Turn the records, from the line containing "Help me find the green" through the end of the records with both ends included, into a JSON list of strings with one string per line and blank lines left out.

» **Raw data**:
==*==
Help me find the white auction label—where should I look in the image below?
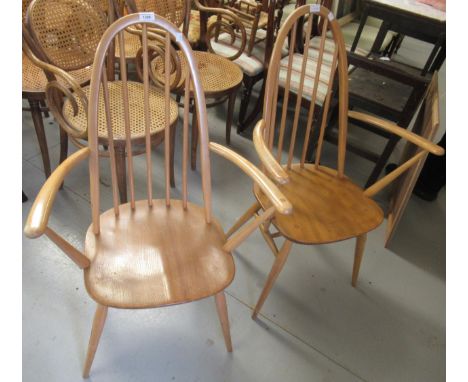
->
[139,12,155,21]
[310,4,320,13]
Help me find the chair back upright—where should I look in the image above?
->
[263,4,348,177]
[88,12,211,234]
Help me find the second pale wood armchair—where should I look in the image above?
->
[228,4,444,317]
[25,12,291,377]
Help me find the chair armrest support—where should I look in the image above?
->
[253,119,289,184]
[24,147,90,238]
[210,142,292,215]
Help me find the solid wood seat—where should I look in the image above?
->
[63,81,179,143]
[84,200,234,308]
[254,164,383,244]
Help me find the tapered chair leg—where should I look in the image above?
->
[83,304,107,378]
[59,127,68,163]
[351,234,367,287]
[28,99,50,179]
[169,125,176,188]
[215,292,232,352]
[115,146,127,204]
[190,107,198,170]
[226,88,237,146]
[252,239,292,319]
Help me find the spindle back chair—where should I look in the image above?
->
[25,11,291,377]
[228,4,444,317]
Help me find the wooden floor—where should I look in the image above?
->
[22,38,445,382]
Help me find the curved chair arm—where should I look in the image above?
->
[23,39,88,138]
[24,147,90,238]
[348,111,445,197]
[348,110,445,156]
[193,0,247,61]
[210,142,292,215]
[253,119,289,184]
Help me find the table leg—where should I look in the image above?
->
[351,6,369,52]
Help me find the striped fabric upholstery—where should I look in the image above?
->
[279,48,333,106]
[211,29,288,77]
[279,33,367,106]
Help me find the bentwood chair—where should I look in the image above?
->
[126,0,245,163]
[25,12,291,377]
[26,0,177,202]
[207,0,287,133]
[228,5,444,317]
[22,0,90,178]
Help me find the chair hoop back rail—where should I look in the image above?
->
[263,4,348,177]
[88,12,211,230]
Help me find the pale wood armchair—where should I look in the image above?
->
[228,5,444,317]
[24,10,292,377]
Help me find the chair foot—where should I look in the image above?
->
[351,234,367,287]
[83,304,107,378]
[215,292,232,353]
[252,239,292,320]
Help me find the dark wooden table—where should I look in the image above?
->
[351,0,445,76]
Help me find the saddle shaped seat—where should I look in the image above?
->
[84,200,234,308]
[254,164,384,244]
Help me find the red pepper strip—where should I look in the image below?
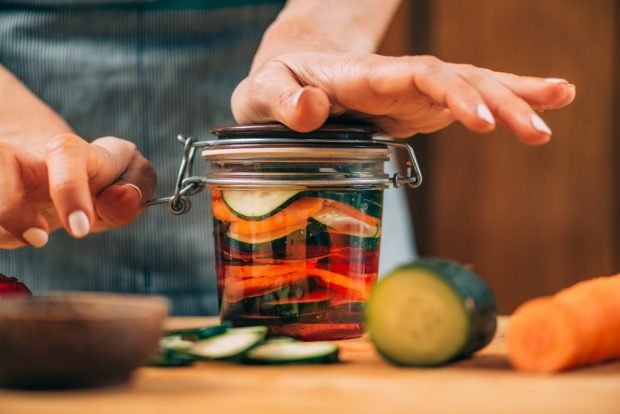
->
[225,260,313,278]
[308,267,373,301]
[224,272,307,302]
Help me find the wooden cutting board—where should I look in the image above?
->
[0,318,620,414]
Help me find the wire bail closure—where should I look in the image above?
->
[145,135,422,215]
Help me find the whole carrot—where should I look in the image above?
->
[506,274,620,372]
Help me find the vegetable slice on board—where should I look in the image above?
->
[188,327,266,360]
[366,259,497,366]
[244,340,338,364]
[506,274,620,373]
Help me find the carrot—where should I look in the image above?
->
[506,274,620,372]
[211,197,240,222]
[224,272,306,302]
[228,219,308,244]
[230,197,324,235]
[325,199,381,226]
[226,260,312,278]
[308,267,375,301]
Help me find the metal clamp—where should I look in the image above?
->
[145,135,422,215]
[145,135,204,215]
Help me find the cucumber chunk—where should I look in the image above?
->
[366,259,497,366]
[312,206,380,238]
[244,340,338,364]
[188,326,267,360]
[164,324,230,342]
[222,190,301,220]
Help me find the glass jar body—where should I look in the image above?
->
[210,158,384,340]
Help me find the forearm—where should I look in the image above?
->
[252,0,400,70]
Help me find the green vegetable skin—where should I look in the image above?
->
==*==
» **Reply**:
[
  "Help me find the green vegetable skin—where should I look in the image above?",
  "->"
]